**Assignment**
Each line of the data below from the one holding "Expected output: a single point for each instance of the grass" to the one holding "hind leg, with integer pixel coordinates.", inclusive, is to be reproduced exactly; no other line belongs in the answer.

**Input records**
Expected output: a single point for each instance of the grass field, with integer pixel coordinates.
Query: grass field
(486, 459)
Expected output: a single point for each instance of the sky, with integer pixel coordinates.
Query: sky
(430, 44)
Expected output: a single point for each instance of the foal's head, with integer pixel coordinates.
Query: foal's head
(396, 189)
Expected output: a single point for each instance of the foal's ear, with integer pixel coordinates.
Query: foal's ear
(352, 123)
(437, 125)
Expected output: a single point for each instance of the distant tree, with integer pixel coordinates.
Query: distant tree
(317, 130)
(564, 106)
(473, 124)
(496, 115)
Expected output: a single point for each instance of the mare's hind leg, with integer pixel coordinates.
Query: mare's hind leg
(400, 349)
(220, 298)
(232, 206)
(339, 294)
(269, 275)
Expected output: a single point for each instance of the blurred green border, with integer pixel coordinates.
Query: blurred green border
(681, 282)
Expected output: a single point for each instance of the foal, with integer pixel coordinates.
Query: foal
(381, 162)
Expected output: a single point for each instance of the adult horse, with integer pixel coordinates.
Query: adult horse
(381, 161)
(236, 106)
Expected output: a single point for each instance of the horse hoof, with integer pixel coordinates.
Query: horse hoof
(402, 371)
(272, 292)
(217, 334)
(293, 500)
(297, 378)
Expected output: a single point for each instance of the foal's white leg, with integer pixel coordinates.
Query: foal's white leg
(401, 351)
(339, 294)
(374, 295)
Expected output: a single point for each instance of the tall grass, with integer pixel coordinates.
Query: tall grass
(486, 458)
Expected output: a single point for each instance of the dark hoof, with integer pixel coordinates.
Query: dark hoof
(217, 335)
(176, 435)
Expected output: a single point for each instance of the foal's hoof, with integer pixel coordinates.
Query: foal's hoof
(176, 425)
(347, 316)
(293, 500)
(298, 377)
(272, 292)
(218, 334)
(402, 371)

---

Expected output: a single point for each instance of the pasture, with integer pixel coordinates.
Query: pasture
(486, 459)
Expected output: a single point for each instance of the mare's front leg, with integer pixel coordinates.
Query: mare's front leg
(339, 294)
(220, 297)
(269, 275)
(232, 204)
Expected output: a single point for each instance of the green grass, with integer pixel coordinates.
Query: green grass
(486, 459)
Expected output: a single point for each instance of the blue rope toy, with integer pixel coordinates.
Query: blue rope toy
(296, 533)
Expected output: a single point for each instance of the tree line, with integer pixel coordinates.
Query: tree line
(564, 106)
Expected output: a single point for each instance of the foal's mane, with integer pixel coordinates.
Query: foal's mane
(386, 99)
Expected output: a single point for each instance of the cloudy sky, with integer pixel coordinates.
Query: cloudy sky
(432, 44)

==

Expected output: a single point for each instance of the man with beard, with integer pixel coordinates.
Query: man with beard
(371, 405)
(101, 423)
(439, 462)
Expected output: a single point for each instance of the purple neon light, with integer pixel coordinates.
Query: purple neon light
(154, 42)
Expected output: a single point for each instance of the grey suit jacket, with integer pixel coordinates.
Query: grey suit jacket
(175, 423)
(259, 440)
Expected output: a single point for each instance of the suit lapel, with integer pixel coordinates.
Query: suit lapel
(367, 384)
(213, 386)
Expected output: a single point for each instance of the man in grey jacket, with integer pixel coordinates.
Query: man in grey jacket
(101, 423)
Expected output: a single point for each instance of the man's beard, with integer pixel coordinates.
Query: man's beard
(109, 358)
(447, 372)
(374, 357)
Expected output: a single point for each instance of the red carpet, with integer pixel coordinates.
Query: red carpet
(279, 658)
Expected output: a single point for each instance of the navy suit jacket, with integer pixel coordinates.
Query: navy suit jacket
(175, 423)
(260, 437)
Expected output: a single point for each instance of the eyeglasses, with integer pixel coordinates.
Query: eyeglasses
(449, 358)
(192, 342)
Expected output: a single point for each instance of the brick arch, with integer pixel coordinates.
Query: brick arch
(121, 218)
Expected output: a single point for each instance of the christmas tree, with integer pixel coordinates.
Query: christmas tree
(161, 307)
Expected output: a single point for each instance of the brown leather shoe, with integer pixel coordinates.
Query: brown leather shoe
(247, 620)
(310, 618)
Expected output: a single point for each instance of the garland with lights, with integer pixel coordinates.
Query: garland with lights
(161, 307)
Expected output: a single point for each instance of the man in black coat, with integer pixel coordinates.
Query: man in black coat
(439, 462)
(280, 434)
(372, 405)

**Output**
Expected output: a single point for each instance of the grass field, with integer pixel coordinates.
Query: grass field
(486, 459)
Expected output: a single point for each instance of the sky, with integer pixel coordinates.
Query: sky
(430, 44)
Expected output: a single point for each instance of the foal's head, with integer pixel coordinates.
Query: foal's head
(396, 189)
Expected output: a single point for each instance of the foal's ear, with integer pixel coordinates.
Query: foal's ear
(352, 123)
(437, 125)
Expected output: a single point for each instance of the distant tree, with integer pixel coordinates.
Query: distant tree
(317, 130)
(564, 106)
(473, 124)
(496, 115)
Expected output: a single point for each instance of the mare's hind leg, with integer pixel coordinates.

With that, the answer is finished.